◆ SELECTED EXTRACT:
———

911 was called for an elderly woman who fell and was confused. Medics found her unresponsive, with “convulsive” movements. They could not find a pulse. They performed CPR, gave epinephrine, and intubated the patient and regained a pulse, at which time she became responsive and had this prehospital ECG:
On arrival, heart rate was 87 and she was hypotensive at 52/21, with a palpable pulse and cardiac function present on echo. She was intubated (by medics), but awake and alert and nodding to questions, shaking her head “no” to chest pain, headache, or SOB. Repeat pulse was slow and irregular. She was non-focal and followed commands.
Her heart rate dropped back down and an ECG was recorded:
First, there are very sublte regular P-waves at a rate just over 100, seen best in lead II across the bottom. The ventricular response is irregular and dissociated, and narrow, so there is complete AV block with variable junctional escape.
And one other finding. At conference, one of our smart faculty, Dr. Richard Gray, immediately made the diagnosis without any other clinical information, though it is very subtle. What is it?
This magnification of lead III may help, though it is still very subtle:
|What is that bump at the end of the QRS?

———

◆ SUPPLIED RECORDS:
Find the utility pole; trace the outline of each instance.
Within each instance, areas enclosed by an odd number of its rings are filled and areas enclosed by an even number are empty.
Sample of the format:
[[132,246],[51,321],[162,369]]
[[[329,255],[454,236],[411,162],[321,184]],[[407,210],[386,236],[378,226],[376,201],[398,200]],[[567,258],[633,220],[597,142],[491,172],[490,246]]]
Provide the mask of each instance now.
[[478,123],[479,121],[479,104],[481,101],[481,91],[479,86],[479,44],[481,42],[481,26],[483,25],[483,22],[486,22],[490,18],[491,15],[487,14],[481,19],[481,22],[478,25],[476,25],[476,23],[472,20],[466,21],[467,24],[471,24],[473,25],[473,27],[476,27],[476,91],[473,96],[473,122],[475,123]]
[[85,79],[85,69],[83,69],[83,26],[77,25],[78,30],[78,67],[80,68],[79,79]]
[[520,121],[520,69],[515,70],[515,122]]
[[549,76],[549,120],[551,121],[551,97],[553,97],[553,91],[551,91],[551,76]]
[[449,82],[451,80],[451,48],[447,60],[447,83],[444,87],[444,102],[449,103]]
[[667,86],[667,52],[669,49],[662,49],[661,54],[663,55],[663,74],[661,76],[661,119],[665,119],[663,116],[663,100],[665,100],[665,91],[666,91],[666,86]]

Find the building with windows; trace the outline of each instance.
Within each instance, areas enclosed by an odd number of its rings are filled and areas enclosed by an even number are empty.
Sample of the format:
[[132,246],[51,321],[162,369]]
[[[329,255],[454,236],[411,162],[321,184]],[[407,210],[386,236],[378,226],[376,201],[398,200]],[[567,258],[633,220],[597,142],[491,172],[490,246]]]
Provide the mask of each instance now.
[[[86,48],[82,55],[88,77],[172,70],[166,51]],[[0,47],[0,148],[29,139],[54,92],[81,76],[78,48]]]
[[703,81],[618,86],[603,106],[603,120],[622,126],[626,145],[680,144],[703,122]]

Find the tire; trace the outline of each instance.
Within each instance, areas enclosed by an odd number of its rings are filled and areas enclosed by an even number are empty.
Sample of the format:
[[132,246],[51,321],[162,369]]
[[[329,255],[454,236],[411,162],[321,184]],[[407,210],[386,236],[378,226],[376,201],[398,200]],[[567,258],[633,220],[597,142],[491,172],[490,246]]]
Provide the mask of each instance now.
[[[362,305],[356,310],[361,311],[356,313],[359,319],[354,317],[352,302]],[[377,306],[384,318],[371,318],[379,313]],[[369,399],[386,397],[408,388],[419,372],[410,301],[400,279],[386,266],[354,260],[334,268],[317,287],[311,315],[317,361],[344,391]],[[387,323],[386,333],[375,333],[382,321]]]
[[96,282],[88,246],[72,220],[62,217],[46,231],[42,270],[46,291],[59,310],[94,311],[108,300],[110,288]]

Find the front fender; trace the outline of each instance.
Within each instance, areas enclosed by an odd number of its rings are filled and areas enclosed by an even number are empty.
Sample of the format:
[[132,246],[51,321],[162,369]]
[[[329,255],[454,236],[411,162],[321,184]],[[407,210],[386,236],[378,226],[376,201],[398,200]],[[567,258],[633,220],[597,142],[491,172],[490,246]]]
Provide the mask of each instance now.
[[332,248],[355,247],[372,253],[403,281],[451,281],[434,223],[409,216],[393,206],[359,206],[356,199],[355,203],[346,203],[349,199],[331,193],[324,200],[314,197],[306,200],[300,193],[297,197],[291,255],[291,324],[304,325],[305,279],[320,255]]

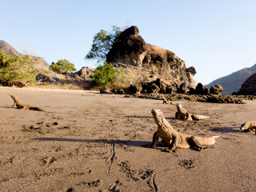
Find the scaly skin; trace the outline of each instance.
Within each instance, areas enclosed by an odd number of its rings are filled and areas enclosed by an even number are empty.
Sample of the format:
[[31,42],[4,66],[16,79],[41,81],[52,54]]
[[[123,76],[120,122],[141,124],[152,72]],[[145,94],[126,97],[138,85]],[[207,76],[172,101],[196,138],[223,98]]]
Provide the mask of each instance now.
[[43,111],[43,110],[40,109],[39,107],[30,106],[29,105],[24,104],[23,102],[19,101],[18,98],[17,98],[17,96],[14,94],[10,94],[9,95],[14,99],[14,104],[12,106],[11,108],[14,108],[16,106],[17,108],[20,109],[20,110],[33,110]]
[[170,146],[171,150],[175,150],[176,148],[186,149],[190,147],[202,149],[203,146],[215,144],[215,138],[219,137],[198,138],[178,133],[169,124],[160,110],[153,109],[151,113],[158,127],[154,134],[152,144],[146,146],[147,147],[155,147],[159,138],[161,138]]
[[255,130],[256,134],[256,122],[254,121],[247,121],[245,123],[241,125],[240,130]]
[[209,118],[210,117],[203,116],[203,115],[197,115],[197,114],[192,114],[186,111],[185,110],[182,104],[178,103],[177,104],[177,110],[178,112],[175,114],[175,118],[176,119],[183,119],[183,120],[200,120],[203,118]]
[[175,102],[167,101],[165,97],[162,97],[162,99],[163,99],[163,104],[165,104],[165,103],[169,104],[169,105],[176,105],[177,104]]

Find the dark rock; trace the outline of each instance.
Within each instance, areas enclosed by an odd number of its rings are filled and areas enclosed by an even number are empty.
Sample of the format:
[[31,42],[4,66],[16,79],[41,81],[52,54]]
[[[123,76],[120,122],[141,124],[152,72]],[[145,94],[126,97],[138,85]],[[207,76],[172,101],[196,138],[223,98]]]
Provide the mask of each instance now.
[[36,81],[38,82],[50,82],[51,81],[51,78],[49,76],[44,74],[38,74],[36,76]]
[[90,78],[90,75],[94,74],[94,68],[90,68],[88,66],[83,66],[80,70],[78,72],[74,73],[71,77],[76,79],[79,79],[78,77],[83,79],[87,79]]
[[166,89],[166,94],[174,94],[177,91],[177,88],[174,86],[169,86]]
[[129,87],[129,91],[130,94],[140,94],[142,90],[142,86],[130,85]]
[[179,91],[182,94],[186,94],[190,91],[190,89],[188,88],[186,82],[183,82],[181,84],[180,88],[179,88]]
[[[122,63],[127,67],[150,70],[157,77],[164,78],[171,84],[180,86],[186,82],[187,91],[194,87],[194,67],[186,68],[185,62],[170,50],[146,43],[139,35],[137,26],[130,26],[122,32],[106,54],[106,62],[118,66]],[[153,77],[153,76],[150,76]],[[166,92],[170,83],[157,85],[161,92]],[[148,91],[148,90],[147,90]],[[183,91],[183,90],[182,90]]]
[[205,90],[203,90],[204,94],[210,94],[210,89],[207,87],[205,87]]
[[221,85],[215,85],[210,87],[210,94],[220,94],[222,90],[223,87]]
[[205,89],[206,89],[206,87],[201,82],[199,82],[195,88],[196,94],[203,94]]
[[105,86],[102,89],[100,89],[99,91],[101,94],[111,94],[110,88],[106,86]]
[[150,90],[149,90],[149,93],[150,94],[155,94],[155,93],[158,93],[160,90],[159,86],[158,86],[156,84],[152,83],[152,85],[150,86]]
[[196,90],[195,89],[194,89],[194,88],[190,88],[190,92],[189,92],[189,94],[196,94]]

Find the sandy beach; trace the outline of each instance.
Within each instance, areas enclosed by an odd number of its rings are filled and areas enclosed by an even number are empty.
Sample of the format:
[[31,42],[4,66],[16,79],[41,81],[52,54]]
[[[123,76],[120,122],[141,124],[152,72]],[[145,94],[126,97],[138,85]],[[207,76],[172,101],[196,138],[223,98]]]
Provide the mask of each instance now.
[[[11,108],[13,94],[45,111]],[[255,191],[256,101],[177,101],[201,121],[175,120],[174,105],[97,91],[0,87],[0,191]],[[198,151],[152,142],[162,111],[181,133],[220,135]]]

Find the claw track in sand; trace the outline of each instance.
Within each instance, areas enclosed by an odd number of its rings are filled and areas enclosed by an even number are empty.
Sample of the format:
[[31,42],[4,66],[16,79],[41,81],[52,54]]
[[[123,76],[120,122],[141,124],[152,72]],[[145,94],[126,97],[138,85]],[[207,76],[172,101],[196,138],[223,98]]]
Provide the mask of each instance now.
[[158,192],[158,186],[157,186],[157,185],[155,184],[154,177],[155,177],[155,174],[153,174],[153,177],[152,177],[153,188],[154,188],[154,190],[155,192]]
[[115,152],[114,152],[114,145],[115,143],[112,144],[112,154],[106,160],[107,163],[110,163],[109,168],[107,169],[106,173],[109,173],[110,171],[110,168],[114,161],[114,158],[115,156]]

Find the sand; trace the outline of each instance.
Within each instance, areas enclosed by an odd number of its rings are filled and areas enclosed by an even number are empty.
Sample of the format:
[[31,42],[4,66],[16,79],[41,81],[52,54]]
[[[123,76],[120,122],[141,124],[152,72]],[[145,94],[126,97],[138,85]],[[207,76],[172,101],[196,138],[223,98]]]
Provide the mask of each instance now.
[[[10,93],[46,111],[10,108]],[[178,101],[210,117],[186,122],[174,119],[174,105],[160,100],[0,87],[0,190],[254,191],[256,135],[239,128],[256,120],[256,101],[245,102]],[[153,108],[181,133],[220,137],[202,151],[169,153],[161,141],[143,147],[157,130]]]

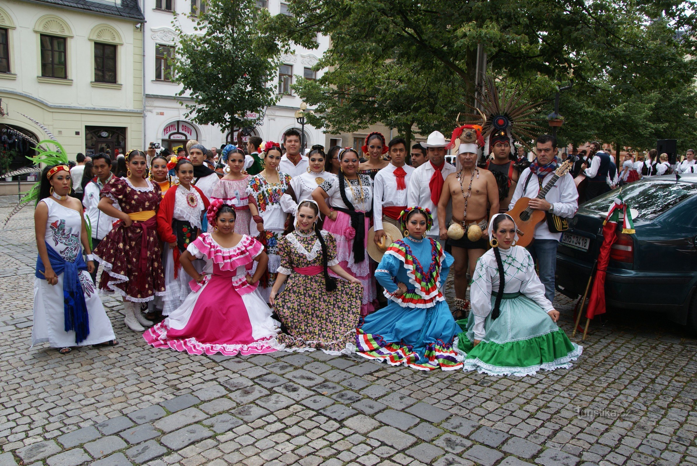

———

◆ WHAT IS REQUIRED: In the ECG case, what was the patient's blood pressure on arrival? These lines have no role here.

◆ YOUR SOLUTION: It was 52/21.